They always said he's
the brother of the Messiah, Jesus. Even Josephus, the Jewish historian, says, "He's the brother of the so-called Messiah." And those and many other arguments have convinced me and many others that, historically speaking, it's the best possible explanation for why Christianity got going and why the stories in the Gospels, which are very strange, those stories at the end, the way the form, the different details will talk about some of that in a minute, I suspect, why they are what they are. It looks as though, as Ed Sanders, who's a great New Testament scholar from this last generation, said, "Looks as though they're trying very hard to say something they really want to say, but for which they don't have very good language." I think that's exactly right.
But at the heart of it all is this extraordinary
belief that God has promised to renew creation, the Psalms say, the sea and the mountains and the sheep and the trees will rejoice because Yahweh is coming to sort out the world. And the answer is he's done it now in advance. The resurrection body of Jesus is the beginning of new creation.
And as a result of that new creation has been launched, it will be completed
and we live between the one and the other. That's what Easter really is all about. Fantastic.

(Records from a dataset)
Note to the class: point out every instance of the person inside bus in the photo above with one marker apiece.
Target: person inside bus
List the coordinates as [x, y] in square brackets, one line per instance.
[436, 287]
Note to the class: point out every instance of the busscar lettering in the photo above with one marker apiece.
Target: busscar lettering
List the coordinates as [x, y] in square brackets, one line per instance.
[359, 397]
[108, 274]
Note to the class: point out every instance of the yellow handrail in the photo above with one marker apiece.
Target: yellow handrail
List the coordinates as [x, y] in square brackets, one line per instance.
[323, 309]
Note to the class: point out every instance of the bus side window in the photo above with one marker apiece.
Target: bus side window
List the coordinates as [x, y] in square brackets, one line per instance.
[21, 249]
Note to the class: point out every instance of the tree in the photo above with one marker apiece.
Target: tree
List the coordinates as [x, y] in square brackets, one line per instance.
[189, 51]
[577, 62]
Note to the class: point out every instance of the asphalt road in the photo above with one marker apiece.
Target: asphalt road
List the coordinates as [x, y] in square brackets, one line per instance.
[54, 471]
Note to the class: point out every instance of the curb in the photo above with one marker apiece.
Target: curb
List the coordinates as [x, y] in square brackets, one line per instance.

[TASK INSTRUCTIONS]:
**a)** Repeat, word for word, the stretch of the passage on the resurrection from "But at the heart" through "all about. Fantastic.".
**b)** How does the passage on the resurrection describe Ed Sanders?
**c)** According to the passage on the resurrection, what do the Psalms say will rejoice because Yahweh is coming? List them all.
The records aren't needed here.

[RESPONSES IN ORDER]:
**a)**
But at the heart of it all is this extraordinary
belief that God has promised to renew creation, the Psalms say, the sea and the mountains and the sheep and the trees will rejoice because Yahweh is coming to sort out the world. And the answer is he's done it now in advance. The resurrection body of Jesus is the beginning of new creation.
And as a result of that new creation has been launched, it will be completed
and we live between the one and the other. That's what Easter really is all about. Fantastic.

**b)** As a great New Testament scholar from this last generation.

**c)**
- the sea
- the mountains
- the sheep
- the trees